- _Work order_
Your response should match the records line for line.

- _Excerpted records_
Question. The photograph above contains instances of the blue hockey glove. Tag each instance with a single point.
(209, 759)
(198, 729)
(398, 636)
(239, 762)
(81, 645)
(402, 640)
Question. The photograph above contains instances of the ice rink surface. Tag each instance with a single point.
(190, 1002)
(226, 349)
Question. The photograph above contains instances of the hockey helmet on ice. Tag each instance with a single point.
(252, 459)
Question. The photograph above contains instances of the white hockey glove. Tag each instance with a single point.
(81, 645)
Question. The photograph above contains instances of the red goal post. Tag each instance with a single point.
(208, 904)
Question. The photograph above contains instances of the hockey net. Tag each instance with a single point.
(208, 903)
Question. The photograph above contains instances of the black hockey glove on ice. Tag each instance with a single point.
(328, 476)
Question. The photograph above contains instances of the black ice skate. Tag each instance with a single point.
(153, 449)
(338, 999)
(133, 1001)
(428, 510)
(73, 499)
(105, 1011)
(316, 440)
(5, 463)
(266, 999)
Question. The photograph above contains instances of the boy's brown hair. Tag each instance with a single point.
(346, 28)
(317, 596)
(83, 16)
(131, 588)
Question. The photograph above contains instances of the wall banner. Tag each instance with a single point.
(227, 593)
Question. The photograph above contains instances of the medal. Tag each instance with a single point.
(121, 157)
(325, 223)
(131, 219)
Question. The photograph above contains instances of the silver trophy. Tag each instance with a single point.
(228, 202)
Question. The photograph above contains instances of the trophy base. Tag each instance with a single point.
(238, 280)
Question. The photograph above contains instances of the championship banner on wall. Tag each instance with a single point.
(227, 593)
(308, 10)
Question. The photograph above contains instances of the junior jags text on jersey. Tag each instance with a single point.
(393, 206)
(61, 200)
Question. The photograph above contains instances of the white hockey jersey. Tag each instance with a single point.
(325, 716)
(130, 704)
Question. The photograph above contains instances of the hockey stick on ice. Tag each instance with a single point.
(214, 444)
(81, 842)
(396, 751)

- _Result for this task_
Question. The photograph above contains instances of the blue hockey glove. Tag each instance with a single point.
(209, 759)
(198, 729)
(398, 636)
(239, 762)
(81, 645)
(402, 640)
Question. The photograph above contains instances of the ice rink surface. Tag each instance with a single point.
(190, 1002)
(226, 349)
Question. The photograph above contains instances of the hockey helmet on ice. Tag each instance with a single point.
(252, 459)
Question. The photograph above contains instances of the white hockey glove. Tag each instance with a single point.
(81, 645)
Question. The photograph above contains instances of the red goal post. Tag each instance with a single point.
(208, 904)
Question. The photograph above contains instances of the hockey net. Tag each instance with a single point.
(208, 903)
Question. The photograph above contains instances of the black hockey glove on ice. Tag each instance with a single point.
(328, 476)
Question. The photograph above contains instances of the black ice skate. Tag each instance with a single point.
(153, 449)
(338, 999)
(133, 1001)
(428, 510)
(73, 499)
(105, 1011)
(316, 440)
(5, 463)
(266, 999)
Question. The photograph above contains instances of the boy's brown hair. Tag each instance with a single point.
(346, 28)
(317, 596)
(83, 16)
(131, 588)
Question. The photograph above contains instances of the wall banner. Tag each instance with a single point.
(227, 593)
Question. The photograph above contains instances of the medal. Tag each instance with a single point.
(121, 157)
(325, 223)
(131, 219)
Question. The photograph above contains instances of the silver trophy. Tag each instance with a single point.
(228, 202)
Question. The photograph above contains instances of the trophy base. Tag each instance with a single point.
(238, 280)
Question. The photograph above contains instances of the championship banner on wall. Tag each instance with a single point.
(227, 593)
(308, 10)
Question. The photograph above contains instances of the junior jags text on jersey. Tag each instance with a single point.
(393, 206)
(61, 200)
Question. The photograph above contains instances of the white hockey jersey. Tag each instance with a single point.
(325, 716)
(130, 704)
Question. The photograph above contains instances of the hockey stick on ice. Tag each instance with a single point.
(214, 444)
(81, 842)
(396, 751)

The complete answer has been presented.